[TASK]
Pull out and copy every line of the records below that contains the string "neck". The match is case-sensitive.
──────── RECORDS SUPPLIED
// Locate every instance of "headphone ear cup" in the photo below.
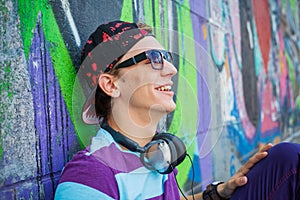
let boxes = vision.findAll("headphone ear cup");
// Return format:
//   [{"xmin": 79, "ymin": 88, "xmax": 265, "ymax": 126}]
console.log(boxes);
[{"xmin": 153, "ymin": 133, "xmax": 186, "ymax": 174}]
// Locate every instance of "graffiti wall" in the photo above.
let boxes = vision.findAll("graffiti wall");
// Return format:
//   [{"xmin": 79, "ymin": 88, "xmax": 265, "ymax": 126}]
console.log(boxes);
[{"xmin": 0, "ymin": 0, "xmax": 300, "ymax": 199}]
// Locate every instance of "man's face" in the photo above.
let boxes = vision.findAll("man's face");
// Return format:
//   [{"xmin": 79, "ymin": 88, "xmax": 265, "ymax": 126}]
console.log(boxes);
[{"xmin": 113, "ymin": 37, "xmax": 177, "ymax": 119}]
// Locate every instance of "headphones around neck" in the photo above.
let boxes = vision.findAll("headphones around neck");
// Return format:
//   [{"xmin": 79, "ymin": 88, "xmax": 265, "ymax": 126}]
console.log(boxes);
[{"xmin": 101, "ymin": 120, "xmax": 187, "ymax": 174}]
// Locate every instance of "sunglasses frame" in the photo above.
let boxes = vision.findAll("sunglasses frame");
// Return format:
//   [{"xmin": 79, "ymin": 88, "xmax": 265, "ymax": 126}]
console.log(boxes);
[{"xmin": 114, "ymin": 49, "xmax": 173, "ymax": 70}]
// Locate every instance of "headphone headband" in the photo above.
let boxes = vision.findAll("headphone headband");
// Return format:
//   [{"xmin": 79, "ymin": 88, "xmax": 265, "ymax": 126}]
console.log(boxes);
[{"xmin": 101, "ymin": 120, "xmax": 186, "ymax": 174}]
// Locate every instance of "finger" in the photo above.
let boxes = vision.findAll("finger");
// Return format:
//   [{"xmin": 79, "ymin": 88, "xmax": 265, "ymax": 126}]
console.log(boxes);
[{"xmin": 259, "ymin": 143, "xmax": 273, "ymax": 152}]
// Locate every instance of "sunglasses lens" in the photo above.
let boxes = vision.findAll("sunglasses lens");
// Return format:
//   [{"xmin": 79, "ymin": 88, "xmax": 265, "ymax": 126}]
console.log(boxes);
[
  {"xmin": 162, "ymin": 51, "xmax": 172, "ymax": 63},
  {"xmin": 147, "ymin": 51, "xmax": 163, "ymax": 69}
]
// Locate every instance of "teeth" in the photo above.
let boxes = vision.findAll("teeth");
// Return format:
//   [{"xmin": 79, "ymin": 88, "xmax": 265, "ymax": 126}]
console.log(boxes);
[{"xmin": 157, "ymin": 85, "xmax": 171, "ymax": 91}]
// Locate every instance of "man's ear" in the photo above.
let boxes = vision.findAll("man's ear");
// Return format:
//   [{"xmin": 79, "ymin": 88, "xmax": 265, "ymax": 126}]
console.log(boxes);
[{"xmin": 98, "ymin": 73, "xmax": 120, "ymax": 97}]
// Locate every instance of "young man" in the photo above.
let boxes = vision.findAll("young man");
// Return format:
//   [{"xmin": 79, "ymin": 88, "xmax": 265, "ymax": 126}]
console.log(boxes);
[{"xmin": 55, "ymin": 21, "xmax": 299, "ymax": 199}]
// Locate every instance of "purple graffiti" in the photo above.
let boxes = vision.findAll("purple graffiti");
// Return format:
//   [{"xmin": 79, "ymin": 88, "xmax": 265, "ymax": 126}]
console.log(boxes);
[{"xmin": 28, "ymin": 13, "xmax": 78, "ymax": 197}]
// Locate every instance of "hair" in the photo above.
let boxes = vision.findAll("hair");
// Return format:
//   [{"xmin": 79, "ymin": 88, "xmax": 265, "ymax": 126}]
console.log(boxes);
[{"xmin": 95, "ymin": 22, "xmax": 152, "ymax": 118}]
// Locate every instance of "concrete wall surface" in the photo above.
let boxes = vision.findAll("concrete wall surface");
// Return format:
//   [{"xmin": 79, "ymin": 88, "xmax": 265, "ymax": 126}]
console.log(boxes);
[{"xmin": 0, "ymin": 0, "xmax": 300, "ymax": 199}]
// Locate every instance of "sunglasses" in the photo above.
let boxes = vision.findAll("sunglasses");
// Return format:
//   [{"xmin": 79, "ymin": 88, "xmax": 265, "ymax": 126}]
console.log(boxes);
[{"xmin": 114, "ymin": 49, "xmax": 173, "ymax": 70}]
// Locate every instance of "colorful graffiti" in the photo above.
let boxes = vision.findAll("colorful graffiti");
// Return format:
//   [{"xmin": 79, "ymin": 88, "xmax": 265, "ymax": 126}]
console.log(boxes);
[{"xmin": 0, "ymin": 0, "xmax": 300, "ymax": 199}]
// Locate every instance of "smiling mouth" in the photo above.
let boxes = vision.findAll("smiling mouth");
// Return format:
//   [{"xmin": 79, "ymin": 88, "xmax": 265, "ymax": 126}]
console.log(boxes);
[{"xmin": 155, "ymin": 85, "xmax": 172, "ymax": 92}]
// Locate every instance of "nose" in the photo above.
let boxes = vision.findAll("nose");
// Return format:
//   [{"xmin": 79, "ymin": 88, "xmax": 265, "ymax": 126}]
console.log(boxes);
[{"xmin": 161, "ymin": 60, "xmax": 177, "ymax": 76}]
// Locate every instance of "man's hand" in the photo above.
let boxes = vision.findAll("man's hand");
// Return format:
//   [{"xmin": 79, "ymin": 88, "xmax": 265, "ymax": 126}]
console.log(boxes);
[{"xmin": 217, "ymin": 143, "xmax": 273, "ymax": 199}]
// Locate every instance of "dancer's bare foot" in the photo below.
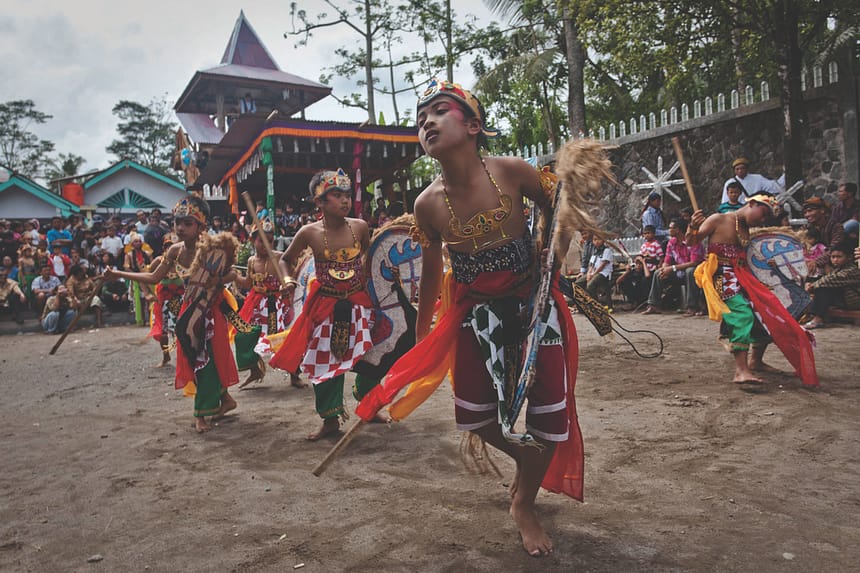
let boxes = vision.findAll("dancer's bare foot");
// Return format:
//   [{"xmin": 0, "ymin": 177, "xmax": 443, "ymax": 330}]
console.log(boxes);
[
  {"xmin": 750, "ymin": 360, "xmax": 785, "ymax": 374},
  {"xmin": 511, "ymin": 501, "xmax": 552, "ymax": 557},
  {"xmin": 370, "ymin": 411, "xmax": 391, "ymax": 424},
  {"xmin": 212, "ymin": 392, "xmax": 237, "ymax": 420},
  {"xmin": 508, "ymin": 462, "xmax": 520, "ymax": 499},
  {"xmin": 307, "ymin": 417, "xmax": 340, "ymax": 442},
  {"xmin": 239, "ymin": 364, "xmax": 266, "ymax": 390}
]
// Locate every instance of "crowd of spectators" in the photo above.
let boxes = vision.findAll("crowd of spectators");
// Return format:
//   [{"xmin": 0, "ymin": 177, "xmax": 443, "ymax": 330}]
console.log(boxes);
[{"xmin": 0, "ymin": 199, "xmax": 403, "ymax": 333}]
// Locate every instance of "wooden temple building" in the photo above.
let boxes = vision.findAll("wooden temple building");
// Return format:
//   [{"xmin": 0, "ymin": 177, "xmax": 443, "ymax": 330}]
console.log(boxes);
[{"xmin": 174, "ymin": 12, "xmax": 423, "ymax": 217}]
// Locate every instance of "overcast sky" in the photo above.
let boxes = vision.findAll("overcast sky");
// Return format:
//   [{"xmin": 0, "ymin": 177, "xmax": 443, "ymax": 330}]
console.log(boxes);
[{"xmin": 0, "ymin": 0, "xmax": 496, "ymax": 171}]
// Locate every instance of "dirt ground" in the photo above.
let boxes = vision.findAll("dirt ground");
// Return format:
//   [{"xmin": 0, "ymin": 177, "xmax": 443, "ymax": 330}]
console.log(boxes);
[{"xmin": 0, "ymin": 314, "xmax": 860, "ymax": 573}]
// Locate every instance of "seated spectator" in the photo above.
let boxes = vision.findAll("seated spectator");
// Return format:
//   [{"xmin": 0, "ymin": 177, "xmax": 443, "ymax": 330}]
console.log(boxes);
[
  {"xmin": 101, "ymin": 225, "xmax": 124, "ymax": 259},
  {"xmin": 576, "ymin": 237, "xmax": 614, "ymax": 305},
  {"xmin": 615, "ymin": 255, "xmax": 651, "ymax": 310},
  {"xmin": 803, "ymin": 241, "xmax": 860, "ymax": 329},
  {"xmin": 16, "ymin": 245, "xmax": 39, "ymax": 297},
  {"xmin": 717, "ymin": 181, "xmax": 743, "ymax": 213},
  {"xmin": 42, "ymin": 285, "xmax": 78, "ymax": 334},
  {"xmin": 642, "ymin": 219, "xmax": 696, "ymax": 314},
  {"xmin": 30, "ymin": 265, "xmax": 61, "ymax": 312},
────────────────
[SOLUTION TO THE EXERCISE]
// Locate every instance of "headphones around neck" in the photo above.
let boxes = vision.findAll("headphones around neck");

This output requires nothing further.